John Calipari has been a familiar face on NBA Draft night in recent years.
Lots of picks — 15 in the last three drafts — have meant lots of smiles from the Kentucky coach.
This time around, UK's draft night could be another one-and-done story: One pick, and that's it.
ESPN analyst Chad Ford shared his thoughts about Kentucky's NBA Draft prospects with the Herald-Leader on Wednesday, and the outlook for this group of freshmen is not nearly as bright as it was for the previous three classes.
The good news for Calipari is that he could well have the No. 1 overall draft pick for the second straight year.
Ford had Nerlens Noel at No. 1 on his "big board" before the UK big man went down with a season-ending knee injury last month.
Noel dropped to No. 3 after the injury, but Ford moved him back up to the top spot Tuesday based on recent discussions with NBA front office personnel.
"He has always been, in the eyes of most scouts, the player in this draft with the most upside," Ford said. "Obviously, the ACL injury gave everyone pause. But as they've spent the last month or so evaluating other potential players like Ben McLemore and Marcus Smart for the No. 1 pick, a majority of them have come back and said that, barring some sort of problems with Noel's rehab, they still believe he's the No. 1 pick."
Ford added that, had Noel stayed healthy and developed at the same rate as he was before the injury, he'd be the clear-cut choice to go No. 1 on June 27.

▸ **Provided material**

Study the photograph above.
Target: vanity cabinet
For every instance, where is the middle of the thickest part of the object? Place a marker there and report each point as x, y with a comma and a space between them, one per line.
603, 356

▸ **What to work on**
Please continue the article on Kentucky's NBA Draft prospects, starting after its last sentence.

▸ **Output**
The NBA analyst said the most common comparison he hears from scouts is to Marcus Camby, who played for Calipari at UMass and is in his 17th NBA season. "It's not perfect, but I think it's a good one."
None of UK's players have announced their intentions for next season, but Noel is the one Wildcat widely expected to enter the draft.
Whoever ends up taking Noel will do so with tempered expectations, at least in the short term.
"He's a project, and anyone drafting him No. 1 understands that," Ford said. "But what they love is his athletic ability, his defense, his motor. He was injured chasing a player down on a fast break. Few big men in the NCAA could've or would've made that play."
Noel could open and close draft night from a UK perspective.
The status is cloudy for the school's other three highly touted freshmen: Alex Poythress, Archie Goodwin and Willie Cauley-Stein.
Of that trio, Cauley-Stein is the only player Ford considers a "lock" to be chosen with a first-round pick, and he doesn't think any of them would go in the lottery, which consists of the first 14 selections.
Ford considers Poythress and Goodwin "likely" first-rounders, but his advice to all three would be to stay at Kentucky for at least one more season.
That said, players are drafted on upside, not college results.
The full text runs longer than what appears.